### RECORD SET
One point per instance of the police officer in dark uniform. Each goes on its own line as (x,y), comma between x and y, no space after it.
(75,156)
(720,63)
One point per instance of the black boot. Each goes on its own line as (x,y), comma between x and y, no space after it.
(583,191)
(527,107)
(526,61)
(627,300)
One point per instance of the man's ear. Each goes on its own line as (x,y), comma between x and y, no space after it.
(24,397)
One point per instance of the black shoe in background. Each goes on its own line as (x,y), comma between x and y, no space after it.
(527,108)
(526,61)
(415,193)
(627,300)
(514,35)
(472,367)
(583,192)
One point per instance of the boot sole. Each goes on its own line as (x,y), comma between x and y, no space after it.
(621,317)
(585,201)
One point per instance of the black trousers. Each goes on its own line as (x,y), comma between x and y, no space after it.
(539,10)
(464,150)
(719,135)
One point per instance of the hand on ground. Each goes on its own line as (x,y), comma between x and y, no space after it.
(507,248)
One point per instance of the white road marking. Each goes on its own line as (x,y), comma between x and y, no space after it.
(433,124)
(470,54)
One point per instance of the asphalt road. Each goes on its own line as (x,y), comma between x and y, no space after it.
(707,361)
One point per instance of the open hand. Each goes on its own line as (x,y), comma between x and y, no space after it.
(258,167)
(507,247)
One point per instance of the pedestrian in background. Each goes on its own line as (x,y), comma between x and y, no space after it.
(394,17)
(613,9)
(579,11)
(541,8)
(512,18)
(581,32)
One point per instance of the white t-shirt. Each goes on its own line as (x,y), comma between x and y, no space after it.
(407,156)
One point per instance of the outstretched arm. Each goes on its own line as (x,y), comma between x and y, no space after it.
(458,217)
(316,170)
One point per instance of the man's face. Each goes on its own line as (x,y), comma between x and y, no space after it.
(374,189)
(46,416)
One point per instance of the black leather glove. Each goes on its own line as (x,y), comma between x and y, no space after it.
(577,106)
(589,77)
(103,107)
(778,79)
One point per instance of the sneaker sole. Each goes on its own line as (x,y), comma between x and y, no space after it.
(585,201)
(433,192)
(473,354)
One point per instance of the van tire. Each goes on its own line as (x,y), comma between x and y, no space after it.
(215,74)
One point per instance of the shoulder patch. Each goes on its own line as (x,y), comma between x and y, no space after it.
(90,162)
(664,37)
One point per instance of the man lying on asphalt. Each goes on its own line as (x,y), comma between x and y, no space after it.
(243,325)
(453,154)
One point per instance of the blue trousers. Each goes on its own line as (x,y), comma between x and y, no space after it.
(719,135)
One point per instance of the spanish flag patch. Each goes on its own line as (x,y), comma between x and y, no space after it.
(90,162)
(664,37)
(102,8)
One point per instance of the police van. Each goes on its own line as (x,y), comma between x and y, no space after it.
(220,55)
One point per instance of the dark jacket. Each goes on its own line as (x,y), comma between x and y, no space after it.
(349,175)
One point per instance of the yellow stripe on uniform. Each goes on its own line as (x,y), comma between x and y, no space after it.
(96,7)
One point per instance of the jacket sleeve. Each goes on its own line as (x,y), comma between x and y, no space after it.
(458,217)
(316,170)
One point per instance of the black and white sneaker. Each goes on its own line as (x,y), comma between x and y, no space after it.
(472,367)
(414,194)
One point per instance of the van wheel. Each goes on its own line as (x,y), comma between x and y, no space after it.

### ACTION ITEM
Each record above needs to be set down again, word for word.

### SOLUTION TO THIS TASK
One point per instance of the police officer in dark uniform. Each goes on its own line as (x,y), comma between x and y, no space after it.
(75,156)
(720,63)
One point per instance of the black boot. Each goes on its own line as (x,y), comma between x and y, no space after it.
(583,191)
(527,107)
(526,61)
(627,300)
One point per instance of the man's ear. Each goes on its own line as (x,y), comma between x and y, no space after it.
(24,397)
One point per instance of the black shoe in background. Each goes on its own line as (x,y), comma between x and y, no space after it.
(527,108)
(526,61)
(415,193)
(627,300)
(514,35)
(472,367)
(583,192)
One point per instance of the boot sole. Each goes on its own line as (x,y), comma between x and y, no space after it.
(621,317)
(585,201)
One point per instance of the black trousers. Each goes on its own line as (x,y), comma between x and y, no space after it.
(539,10)
(464,150)
(719,135)
One point per instance of the hand on ground. Each goes on its own line as (x,y), comma between x and y, no space after it.
(507,248)
One point per instance of the white road marking. Each goes on its own line as (x,y), comma between x and y, no space after it.
(433,124)
(470,54)
One point per instance of the asphalt road. Each goes on its own line as (x,y), comma between x and y, no space after it.
(707,361)
One point per instance of the open hand. Each goes on its own line as (x,y), comma between x and y, no space after it.
(258,167)
(507,247)
One point per instance of the pedestrian in background. Each goes on its own line as (x,y), comma between x and y, no space after it.
(394,17)
(613,9)
(579,11)
(541,8)
(512,18)
(581,32)
One point per instance of the white t-shirt. Each goes on its own line as (x,y), comma between x and y, no space after it.
(407,156)
One point per instance of the outstretched arm. Each goes on its own line as (x,y), comma between x and y, no space after it.
(458,217)
(316,170)
One point per instance of the man's face. Each goes on its own line as (x,y), comma between x and y, no space after it.
(374,189)
(46,416)
One point per instance of the black leather glove. Each goes on its own line as (x,y), comma between x and y, no space after it.
(577,106)
(589,77)
(103,107)
(778,79)
One point per instance of the sneaker sole. Each goes on its own line as (x,y), comma between x and y, no space after it.
(585,201)
(433,192)
(473,354)
One point per instance of the van tire. Each goes on its own line as (x,y), comma between x and y, no space after it.
(215,74)
One point per instance of the shoulder patch. Each goes on its own line as (x,y), comma between x and y, no space after it.
(90,162)
(664,37)
One point per instance of the man lying on asphalt. Each goes on its own line as (x,y), comma between x and y, no space after it.
(243,325)
(453,154)
One point per instance of the blue trousers. Each goes on its own line as (x,y), comma between x and y, no space after it.
(719,135)
One point per instance of the spanish flag patch. Each goes on its own line as (x,y), comma between x and y, no space after it.
(90,162)
(664,37)
(102,8)
One point per instance of the police van. Each goes on its own line as (x,y), comma between x and y, no space after it.
(220,55)
One point per instance of the dark jacket. Each goes on its own line as (x,y), comma between x and y, no space after it.
(349,175)
One point per instance of the yellow stripe on uniform. Each goes on its own line as (x,y), comma between x and y, no space after it.
(96,7)
One point per instance of the jacket sleeve. Each goes on its own line as (x,y), comma between x and y, no space after it.
(458,217)
(316,170)
One point per instance of the black and white sneaker. Each goes on its own line as (x,y), comma between x and y, no space after it.
(472,367)
(414,194)
One point per instance of the van wheel. Each goes on its own line as (x,y), comma between x and y, no space after it.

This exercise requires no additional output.